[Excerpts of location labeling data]
++++
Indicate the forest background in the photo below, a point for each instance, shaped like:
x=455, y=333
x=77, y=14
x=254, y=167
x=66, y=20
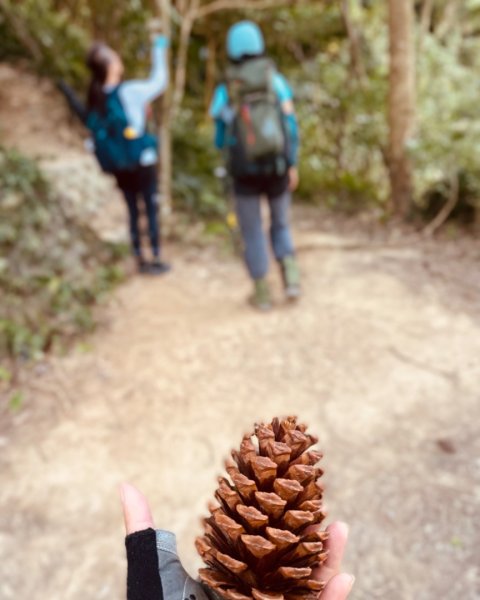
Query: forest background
x=387, y=99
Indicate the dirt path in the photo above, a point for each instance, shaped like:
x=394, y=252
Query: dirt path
x=381, y=358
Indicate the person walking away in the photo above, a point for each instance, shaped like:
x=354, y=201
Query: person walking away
x=116, y=114
x=256, y=127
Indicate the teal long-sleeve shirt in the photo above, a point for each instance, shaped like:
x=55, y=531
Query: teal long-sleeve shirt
x=222, y=113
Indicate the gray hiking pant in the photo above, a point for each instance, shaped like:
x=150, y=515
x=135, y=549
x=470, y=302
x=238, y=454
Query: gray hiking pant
x=248, y=209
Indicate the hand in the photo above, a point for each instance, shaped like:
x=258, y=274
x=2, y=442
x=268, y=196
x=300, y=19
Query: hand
x=293, y=178
x=339, y=584
x=143, y=545
x=154, y=569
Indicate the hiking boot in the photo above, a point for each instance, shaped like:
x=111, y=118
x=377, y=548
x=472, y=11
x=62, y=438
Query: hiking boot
x=157, y=267
x=291, y=277
x=142, y=266
x=261, y=297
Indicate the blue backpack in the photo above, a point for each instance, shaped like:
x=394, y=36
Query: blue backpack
x=117, y=148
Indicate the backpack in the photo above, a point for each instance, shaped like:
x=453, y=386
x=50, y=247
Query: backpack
x=258, y=141
x=117, y=148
++++
*What to work on:* Could you repeat every row above word for word, leaving the pictures out?

*Exercise solution:*
Indicate the forest background in the photo below, a point for each instance, shaped like:
x=455, y=333
x=77, y=14
x=254, y=167
x=66, y=20
Query: forest background
x=387, y=99
Indicate the dirt path in the photo above, a point for each instance, shaped like:
x=394, y=252
Query: dirt path
x=381, y=358
Indicate the person walking away in the photo above, a point for each instance, shaped like:
x=354, y=201
Query: person walking away
x=116, y=114
x=256, y=127
Indicate the teal long-sleeve shirt in the photo above, a point for each instance, shaped like:
x=55, y=531
Query: teal long-sleeve shirt
x=222, y=113
Indicate the gray hiking pant in the photo above, a point for each instance, shaped like:
x=150, y=515
x=135, y=549
x=470, y=302
x=238, y=454
Query: gray hiking pant
x=248, y=209
Indicate the hand in the photo above, a point for each instance, shaped like:
x=258, y=274
x=2, y=442
x=268, y=196
x=300, y=19
Query: hand
x=293, y=178
x=339, y=584
x=143, y=545
x=154, y=569
Indicate the hiking boot in the photo above, a point for each instance, shaped like:
x=111, y=118
x=377, y=548
x=472, y=11
x=62, y=438
Query: hiking boot
x=157, y=267
x=291, y=277
x=142, y=266
x=261, y=297
Indicate the blue backpack in the photo above, a point for each instance, shaped like:
x=394, y=36
Query: blue backpack
x=117, y=148
Indicate the backpack in the photo above, a point for each instance, shaped like:
x=453, y=386
x=50, y=247
Query: backpack
x=258, y=141
x=117, y=148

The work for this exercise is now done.